Saved data entries
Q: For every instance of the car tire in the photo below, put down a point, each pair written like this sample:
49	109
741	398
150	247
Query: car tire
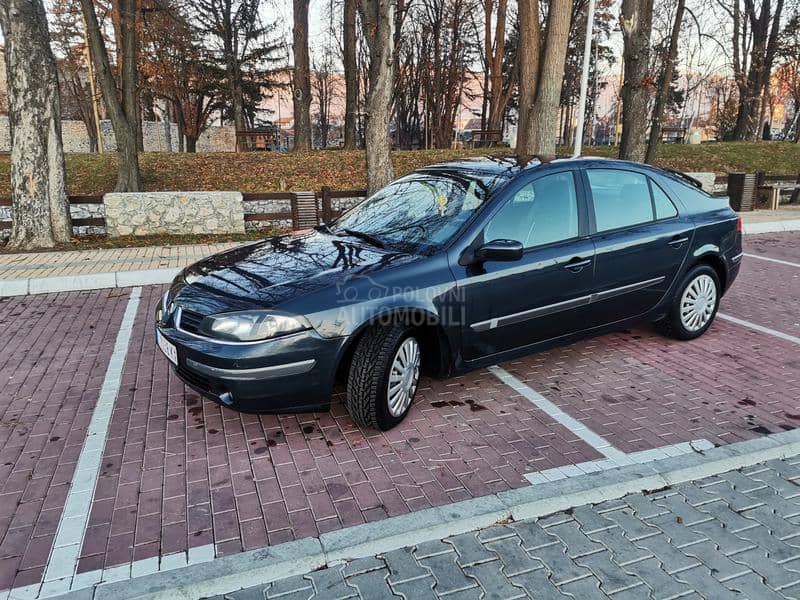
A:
378	357
694	305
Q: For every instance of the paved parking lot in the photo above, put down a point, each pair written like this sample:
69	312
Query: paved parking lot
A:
180	479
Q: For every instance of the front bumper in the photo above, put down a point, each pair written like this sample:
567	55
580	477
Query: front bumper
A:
292	373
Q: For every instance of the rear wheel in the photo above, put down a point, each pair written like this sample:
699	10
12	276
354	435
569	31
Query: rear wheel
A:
383	377
694	306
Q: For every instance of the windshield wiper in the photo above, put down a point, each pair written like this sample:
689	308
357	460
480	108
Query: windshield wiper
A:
371	239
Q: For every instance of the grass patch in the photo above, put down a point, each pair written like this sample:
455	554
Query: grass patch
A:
340	169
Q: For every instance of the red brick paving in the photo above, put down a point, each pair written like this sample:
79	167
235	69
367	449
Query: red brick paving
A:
180	472
54	354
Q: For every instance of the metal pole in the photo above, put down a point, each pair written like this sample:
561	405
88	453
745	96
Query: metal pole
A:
587	56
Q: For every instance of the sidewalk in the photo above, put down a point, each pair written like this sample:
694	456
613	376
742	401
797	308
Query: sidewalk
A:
736	535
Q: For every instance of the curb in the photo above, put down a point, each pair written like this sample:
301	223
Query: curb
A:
771	227
79	283
256	567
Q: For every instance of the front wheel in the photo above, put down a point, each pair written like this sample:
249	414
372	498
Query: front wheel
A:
383	377
694	306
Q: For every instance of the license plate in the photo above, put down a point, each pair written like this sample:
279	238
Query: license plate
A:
169	349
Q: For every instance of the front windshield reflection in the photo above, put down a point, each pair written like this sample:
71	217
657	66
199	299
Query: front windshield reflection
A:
418	213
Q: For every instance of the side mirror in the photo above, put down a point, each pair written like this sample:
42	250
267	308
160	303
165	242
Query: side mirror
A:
500	251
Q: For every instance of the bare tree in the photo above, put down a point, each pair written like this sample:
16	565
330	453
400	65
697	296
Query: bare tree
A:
124	124
39	211
528	57
551	77
664	84
636	21
302	78
378	22
350	40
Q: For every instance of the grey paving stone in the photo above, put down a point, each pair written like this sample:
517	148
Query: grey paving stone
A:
291	587
470	551
732	520
678	533
577	543
787	488
449	577
670	558
678	506
613	578
701	580
777	525
495	532
661	585
698	496
751	586
513	558
372	584
588	587
253	593
330	583
632	526
623	551
432	548
561	567
727	542
403	566
776	575
537	584
416	589
776	549
643	506
721	566
740	482
495	584
532	535
591	520
788	509
363	565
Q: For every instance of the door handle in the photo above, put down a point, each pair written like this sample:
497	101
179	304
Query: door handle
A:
677	241
576	265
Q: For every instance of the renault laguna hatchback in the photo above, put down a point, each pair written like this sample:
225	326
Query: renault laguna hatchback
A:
453	267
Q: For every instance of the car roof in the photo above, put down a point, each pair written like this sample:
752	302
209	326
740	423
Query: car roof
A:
510	166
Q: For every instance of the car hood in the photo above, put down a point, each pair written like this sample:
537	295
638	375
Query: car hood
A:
276	271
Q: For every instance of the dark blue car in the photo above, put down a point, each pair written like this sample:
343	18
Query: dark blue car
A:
453	267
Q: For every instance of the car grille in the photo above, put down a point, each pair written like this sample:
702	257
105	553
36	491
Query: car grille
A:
189	321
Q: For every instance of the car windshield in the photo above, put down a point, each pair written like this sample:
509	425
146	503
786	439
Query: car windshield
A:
418	213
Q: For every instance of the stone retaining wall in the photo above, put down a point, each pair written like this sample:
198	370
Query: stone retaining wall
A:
180	213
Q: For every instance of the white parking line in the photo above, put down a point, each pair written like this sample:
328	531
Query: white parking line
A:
63	561
761	328
775	260
614	457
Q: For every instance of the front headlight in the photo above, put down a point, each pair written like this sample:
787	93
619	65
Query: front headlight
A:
252	325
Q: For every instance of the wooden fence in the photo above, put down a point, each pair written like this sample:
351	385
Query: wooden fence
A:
304	209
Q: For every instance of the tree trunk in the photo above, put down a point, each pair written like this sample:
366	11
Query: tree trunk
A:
129	75
128	178
302	78
350	74
636	21
377	18
528	58
664	83
551	77
39	210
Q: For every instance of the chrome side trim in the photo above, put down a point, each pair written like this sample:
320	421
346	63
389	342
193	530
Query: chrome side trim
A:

#### DESCRIPTION OF THE TASK:
Skip the pictures and print each record exactly as it stands.

#### YOUR RESPONSE:
Q: For every instance of the car tire in the photo below, put down a point, each pair written like this sample:
49	109
741	398
150	247
Query: car tire
A:
378	357
694	305
Q: For every instance of the paved parking lot in the photo above, put down a point, each pair written like this sample:
69	312
Query: paved parking lot
A:
180	479
Q: For every instance of the front bumper in the photo above, put down a point, each pair written like this sample:
567	55
580	477
Query: front bumper
A:
292	373
Q: For every instance of the rear wheel in the photo above, put down a point, each pair written like this sample:
699	10
12	276
354	435
569	31
Query: rear wheel
A:
383	377
694	306
Q: For every instance of the windshield wiper in the photo above, put down a point, each pair written like this sample:
689	308
357	460
480	108
Query: windshield wiper
A:
371	239
Q: For every instance of the grass patch in the photo above, put down a point, each pair written like this sample:
455	554
Query: grass patch
A:
340	169
Q: For every instance of the red brick paving in the photo above, put down a point, each pair written like this sample:
79	167
235	69
367	449
Query: red brick paving
A:
180	472
54	354
Q: For every instance of the metal pole in the photo above, put down a point, each pair written like this sample:
561	405
88	453
745	96
Query: metal pole
A:
587	56
Q: For every instance of the sidewalk in the photo above, put down a point, each pair written like this sample:
694	456
613	376
742	401
797	308
Query: sidewalk
A:
736	535
Q: For every instance of the curb in the photo above, put down a point, each pair written like this sample:
301	223
Query: curb
A:
771	227
79	283
256	567
Q: For every instance of the front wheel in the photo above, put down a point, each pair written like this sample:
249	414
372	498
Query: front wheel
A:
383	377
694	306
Q: For every instance of the license plate in the photo above, put down a point, each pair written like this sample:
279	238
Query: license plate
A:
169	349
Q: For every instance of the front windshield reflection in the photo above, put down a point, each pair written like this sample:
71	217
657	66
199	299
Query: front windshield reflection
A:
418	213
Q: For every instance of the side mirror in the photo above, put down a point, each pair written like this sample:
42	250
267	308
160	303
165	242
Query: side mirror
A:
500	251
Q: For every instance of the bare tree in the photo above, put down a point, each pair written like this sample:
16	565
330	453
400	65
697	296
Query: bare tree
A:
124	124
39	211
528	57
551	77
664	84
636	21
302	78
378	22
350	40
Q: For every instance of the grey paving stone in the photo above, put down a point, each pair written like this sample:
517	148
Query: grey paving stone
A:
291	587
470	551
732	520
678	533
577	543
787	488
449	577
670	558
678	506
613	578
701	580
777	525
495	532
661	585
698	496
751	586
513	558
372	584
588	587
253	593
330	583
632	526
623	551
432	548
561	567
727	542
403	566
776	575
537	584
416	589
776	549
643	506
721	566
740	482
495	584
532	535
591	520
788	509
363	565
Q: For every instance of the door handle in the photo above, put down a point, each pair written like this sample:
497	101
179	304
Query: door handle
A:
677	241
576	265
Q: For every instance of the renault laguna hatchback in the photo above, put down a point, each pair written like this sample:
225	326
Query: renault laguna hatchback
A:
453	267
Q: For every instance of the car roof in the photo above, put down a point, each pair written like this sample:
752	302
209	326
740	423
Query: car roof
A:
510	166
Q: For every instance of the car hood in the photo above, put down a point, each pair written like this sample:
537	295
638	375
Query: car hood
A:
276	271
Q: For every instance of the dark blue car in the photo above, put down a point, each pair written like this sample:
343	18
Query: dark blue car
A:
453	267
Q: For every instance of the car grille in the photo above, put down a point, each pair written like this sample:
702	257
105	553
36	491
Query: car grille
A:
189	321
Q: For every instance of the car windshield in the photo above, put down a point, each pair written like this sample:
509	425
146	503
786	439
Query: car windshield
A:
418	213
Q: For every instance of the stone retaining wall in the photo above, put down a point, each pair written like this sample:
198	370
Query: stone retaining wall
A:
180	213
Q: For every instance of the white parking line in the photo above, put down a point, each pair written like this sample:
328	531
Query: white parking line
A:
63	561
761	328
775	260
614	457
Q: For every instance of the front headlight in the photo above, put down a point, each pair written like this sample:
787	93
619	65
Query: front headlight
A:
252	325
Q: For every instance of the wooden fence in the photo above, put down a point, each pair written like this sample:
351	385
Query: wooden fence
A:
304	209
Q: For every instance of the tree trunk in the photo above, put down a point, each pair written like this sample:
366	11
Query: tree trunk
A:
129	75
128	178
302	78
350	74
636	21
377	18
528	58
664	83
551	77
39	210
Q: For every instance of the chrome side trim in the photo above, put down a point, each pair written like this sample:
320	421
346	63
389	342
193	530
Query: chrome side trim
A:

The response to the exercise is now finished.